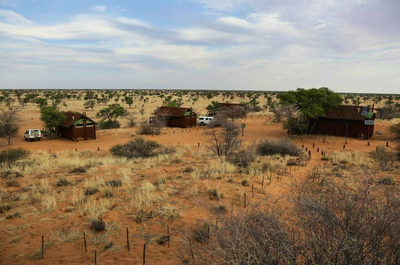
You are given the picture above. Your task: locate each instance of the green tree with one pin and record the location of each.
(52, 118)
(41, 102)
(9, 123)
(89, 104)
(129, 101)
(110, 114)
(311, 103)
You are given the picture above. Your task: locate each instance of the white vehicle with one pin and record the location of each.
(32, 134)
(204, 120)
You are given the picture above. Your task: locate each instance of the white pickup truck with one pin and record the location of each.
(204, 120)
(32, 134)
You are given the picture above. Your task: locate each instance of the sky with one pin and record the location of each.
(280, 45)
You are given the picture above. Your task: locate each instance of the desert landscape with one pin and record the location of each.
(77, 202)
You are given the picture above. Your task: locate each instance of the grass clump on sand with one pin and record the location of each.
(282, 147)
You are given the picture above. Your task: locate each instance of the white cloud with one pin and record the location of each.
(11, 17)
(99, 8)
(9, 3)
(267, 45)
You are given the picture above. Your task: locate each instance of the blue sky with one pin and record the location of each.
(346, 45)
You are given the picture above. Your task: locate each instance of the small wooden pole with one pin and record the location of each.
(42, 247)
(84, 241)
(127, 239)
(191, 251)
(144, 254)
(169, 238)
(262, 183)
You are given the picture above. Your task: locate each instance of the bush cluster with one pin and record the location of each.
(281, 147)
(136, 148)
(10, 156)
(242, 158)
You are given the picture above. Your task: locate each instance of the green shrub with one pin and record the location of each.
(221, 209)
(78, 170)
(115, 183)
(4, 208)
(386, 181)
(135, 149)
(98, 225)
(12, 183)
(384, 158)
(202, 234)
(153, 128)
(244, 182)
(242, 158)
(91, 191)
(62, 181)
(214, 194)
(109, 124)
(10, 156)
(281, 147)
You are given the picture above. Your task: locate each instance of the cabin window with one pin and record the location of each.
(79, 124)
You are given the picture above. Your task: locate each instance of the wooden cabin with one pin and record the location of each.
(237, 107)
(77, 127)
(344, 120)
(176, 117)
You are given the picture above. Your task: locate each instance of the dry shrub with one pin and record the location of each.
(9, 156)
(242, 158)
(98, 225)
(282, 147)
(384, 158)
(138, 148)
(336, 223)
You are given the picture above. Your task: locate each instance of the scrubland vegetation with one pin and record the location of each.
(226, 201)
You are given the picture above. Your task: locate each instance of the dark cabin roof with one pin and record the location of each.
(171, 111)
(347, 112)
(71, 117)
(230, 105)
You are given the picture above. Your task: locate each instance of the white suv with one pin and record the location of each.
(204, 120)
(32, 134)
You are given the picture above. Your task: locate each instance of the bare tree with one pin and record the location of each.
(233, 112)
(9, 123)
(131, 118)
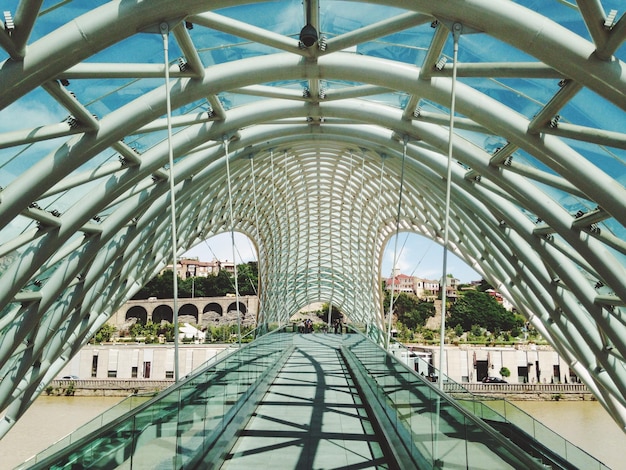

(Given exercise):
Copy out the entries from the line containing "of the bare" through the end of the entries, requests included, and shift every pin coordinate down by 4. Leave the pictures out.

(Task output):
You are given the picture above. Your task: locate each instance of the bare tree with one pin and record the location of each.
(229, 108)
(5, 119)
(127, 114)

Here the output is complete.